PROBLEM:
Turn the lines below, starting at the line that contains "# target: woman in black coat" and ending at the line that contains "Give the mask of every instance of the woman", both included, into a JSON list of strings with one string per line. Skip blank lines.

DATA FOR THIS TASK:
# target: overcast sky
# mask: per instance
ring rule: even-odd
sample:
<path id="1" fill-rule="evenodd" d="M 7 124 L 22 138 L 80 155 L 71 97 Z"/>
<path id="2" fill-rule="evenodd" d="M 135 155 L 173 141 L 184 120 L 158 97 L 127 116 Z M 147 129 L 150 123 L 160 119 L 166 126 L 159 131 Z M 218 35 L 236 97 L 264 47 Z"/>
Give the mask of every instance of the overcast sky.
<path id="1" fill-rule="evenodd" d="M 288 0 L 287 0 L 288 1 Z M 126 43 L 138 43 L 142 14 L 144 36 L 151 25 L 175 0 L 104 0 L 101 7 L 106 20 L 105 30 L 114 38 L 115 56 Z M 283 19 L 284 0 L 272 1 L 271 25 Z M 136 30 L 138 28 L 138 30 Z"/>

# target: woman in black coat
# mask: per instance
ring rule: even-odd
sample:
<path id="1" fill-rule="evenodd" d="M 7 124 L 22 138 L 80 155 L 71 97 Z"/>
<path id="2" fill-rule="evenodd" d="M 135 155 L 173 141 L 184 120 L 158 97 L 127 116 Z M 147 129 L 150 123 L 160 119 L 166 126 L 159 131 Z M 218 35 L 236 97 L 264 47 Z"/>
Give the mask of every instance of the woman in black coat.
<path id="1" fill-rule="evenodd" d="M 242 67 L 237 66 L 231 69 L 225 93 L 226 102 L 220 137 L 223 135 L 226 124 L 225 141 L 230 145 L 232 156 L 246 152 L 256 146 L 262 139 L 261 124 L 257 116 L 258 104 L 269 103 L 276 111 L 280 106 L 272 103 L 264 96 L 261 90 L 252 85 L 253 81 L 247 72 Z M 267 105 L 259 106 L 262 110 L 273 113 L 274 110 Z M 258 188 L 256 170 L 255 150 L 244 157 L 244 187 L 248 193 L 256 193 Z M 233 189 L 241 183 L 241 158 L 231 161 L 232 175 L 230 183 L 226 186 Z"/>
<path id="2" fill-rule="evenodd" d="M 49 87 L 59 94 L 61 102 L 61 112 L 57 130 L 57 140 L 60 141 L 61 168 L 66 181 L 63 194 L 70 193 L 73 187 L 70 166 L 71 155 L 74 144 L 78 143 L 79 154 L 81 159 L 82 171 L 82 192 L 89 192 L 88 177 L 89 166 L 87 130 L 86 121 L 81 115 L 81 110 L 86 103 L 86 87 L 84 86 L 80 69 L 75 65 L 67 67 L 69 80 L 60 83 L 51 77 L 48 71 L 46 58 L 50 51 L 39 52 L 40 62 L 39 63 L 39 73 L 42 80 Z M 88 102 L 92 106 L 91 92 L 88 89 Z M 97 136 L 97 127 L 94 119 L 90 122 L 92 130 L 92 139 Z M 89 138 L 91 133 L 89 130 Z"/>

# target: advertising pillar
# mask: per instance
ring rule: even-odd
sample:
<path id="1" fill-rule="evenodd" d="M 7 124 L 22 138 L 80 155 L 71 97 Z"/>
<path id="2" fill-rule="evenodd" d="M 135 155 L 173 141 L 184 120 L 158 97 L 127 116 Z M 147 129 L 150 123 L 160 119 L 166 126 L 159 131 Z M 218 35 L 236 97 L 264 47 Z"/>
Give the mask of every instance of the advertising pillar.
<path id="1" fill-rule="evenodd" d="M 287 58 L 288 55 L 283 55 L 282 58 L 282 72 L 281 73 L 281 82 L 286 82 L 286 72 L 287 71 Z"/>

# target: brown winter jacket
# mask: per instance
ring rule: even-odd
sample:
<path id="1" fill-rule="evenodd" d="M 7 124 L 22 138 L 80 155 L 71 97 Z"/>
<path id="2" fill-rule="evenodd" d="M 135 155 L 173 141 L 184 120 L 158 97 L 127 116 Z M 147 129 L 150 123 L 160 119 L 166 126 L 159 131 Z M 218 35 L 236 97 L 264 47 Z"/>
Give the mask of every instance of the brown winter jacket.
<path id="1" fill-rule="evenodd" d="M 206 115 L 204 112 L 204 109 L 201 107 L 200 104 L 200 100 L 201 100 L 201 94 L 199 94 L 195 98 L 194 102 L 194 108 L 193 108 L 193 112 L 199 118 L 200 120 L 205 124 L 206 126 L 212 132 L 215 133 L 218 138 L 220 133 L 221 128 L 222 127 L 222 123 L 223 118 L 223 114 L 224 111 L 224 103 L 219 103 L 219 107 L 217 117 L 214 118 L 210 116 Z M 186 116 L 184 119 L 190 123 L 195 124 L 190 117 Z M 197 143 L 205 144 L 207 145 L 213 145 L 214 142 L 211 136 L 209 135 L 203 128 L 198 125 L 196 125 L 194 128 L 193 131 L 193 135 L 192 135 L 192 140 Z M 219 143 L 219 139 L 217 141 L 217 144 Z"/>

REPLY:
[
  "# target: woman in black coat",
  "# mask: per instance",
  "ring rule: even-odd",
  "sample:",
  "<path id=\"1\" fill-rule=\"evenodd\" d=\"M 7 124 L 22 138 L 80 155 L 71 97 Z\"/>",
  "<path id=\"2\" fill-rule=\"evenodd\" d=\"M 135 155 L 173 141 L 184 120 L 158 97 L 127 116 Z M 147 129 L 150 123 L 160 119 L 166 126 L 159 131 Z M 218 35 L 236 97 L 264 47 Z\"/>",
  "Give the mask of every instance of the woman in black coat."
]